CONSEGNA 1 - Riporti tutte le persone designate con un nome proprio nella lectio divina su Marco 8,27-38.
CONSEGNA 2 - Riassuma in due frasi la lectio divina su Marco 8,27-38.
CONSEGNA 3 - Prosegua la lectio divina su Marco 8,27-38 dal punto in cui il brano si interrompe.

Lectio Divina – Marco 8,27-38 (traccia)

Home / Lectio Divina / Lectio Divina – Marco 8,27-38 (traccia)

Lectio Divina – Marco 8,27-38 (traccia)

Lectio Divina – Marco 8,27-38 (traccia)

Gesù e gli apostoli verso Gerusalemme

Ascoltiamo La Lectio Divina del Monsignore sul vangelo di Marco 8,27-38

Istituto Ravasco, 24 febbraio 2020

 

Meditazione
Al vertice del suo racconto l’evangelista Marco colloca la professione di fede di Pietro: è il momento solenne e importante in cui il discepolo riconosce l’identità del Maestro. Gesù e i suoi si stanno incamminando verso Gerusalemme.

 La prima professione di fede

  • E’ la prima professione di fede, imperfetta e incompleta. Nell’intento narrativo di Marco si raggiunge una tappa e ne inizia una nuova.
    Il racconto è breve, si riduce all’essenziale. Il contesto in cui è riferito è quello della guarigione del cieco di Betsaida operata in due fasi. Il racconto prepara il dialogo: il discepolo cieco sta recuperando la vista, ma in modo imperfetto; comincia a intravedere qualcosa, ma la visione non è ancora nitida.

DATI -
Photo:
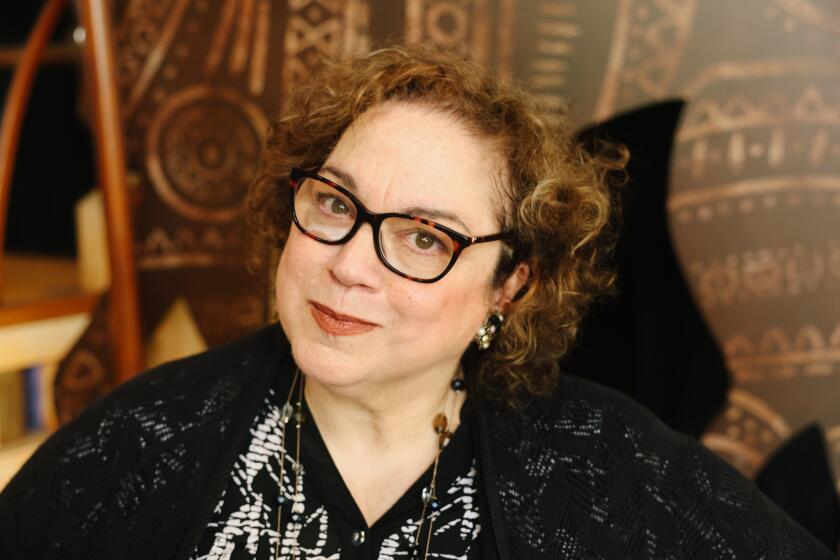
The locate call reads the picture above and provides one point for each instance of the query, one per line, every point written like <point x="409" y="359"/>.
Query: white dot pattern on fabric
<point x="244" y="520"/>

RISULTATO 1 -
Marco
Gesù
Pietro

RISULTATO 2 - Al vertice del suo racconto l'evangelista Marco colloca la professione di fede di Pietro, momento solenne in cui il discepolo riconosce l'identità del Maestro, mentre Gesù e i suoi si incamminano verso Gerusalemme. È la prima professione di fede, imperfetta e incompleta, riferita nel contesto della guarigione in due fasi del cieco di Betsaida, che prepara il dialogo mostrando il discepolo che recupera la vista in modo ancora imperfetto.

RISULTATO 3 -
  • Questo momento culminante della tappa si realizza all’estero, nella regione di Cesarea di Filippo.
    Molte città, in quel tempo, si chiamavano Cesarea, perché venivano dedicate a Cesare, nome comune per indicare l’Imperatore. Accanto, poi, vi erano delle specificazioni.
    In Israele vi erano due città chiamate così.
    Una sul Mare Mediterraneo, chiamata “marittima”, ed era sede del governatore Pilato. Era una città tutta romana. Pietro verrà invitato là dal centurione Cornelio e diventerà una vivace sede di vita cristiana, nella prima comunità.
    L’altra era invece nell’entroterra, a nord della Galilea. Era la capitale di Erode Filippo, uno dei tre figli di Erode il Grande, uno di quei tre che si erano spartiti il Regno: Archelao, Antipa, Filippo. Filippo aveva ereditato le regioni settentrionali e aveva fondato una città dedicandola a Cesare. Ecco il nome Cesarea di Filippo. Siamo dunque in ambiente lontano dall’antico Israele.

Chi è Gesù?

  • Gesù non è fermo in città. Sta passando attraverso i villaggi di quella zona. La domanda la pone ai discepoli, lungo la strada. Gesù interroga i discepoli strada facendo: è il simbolo di un cammino e di una formazione, durante la quale Gesù pone due domande: l’opinione della gente su Gesù e la loro opinione su Gesù.
  • Alcuni pensano che Gesù sia Giovanni Battista. Al tempo di Gesù l’ultimo profeta conosciuto era Giovanni Battista. E’ stato da poco ucciso, ma nell’immaginario collettivo popolare queste figure non spariscono mai, ricompaiono. Lo stesso Erode, ricorda Marco, si stupiva di quello che sentiva dire di Gesù e aveva l’impressione che il Battista fosse tornato. Si può parlare di una paura che nasce dal senso di colpa.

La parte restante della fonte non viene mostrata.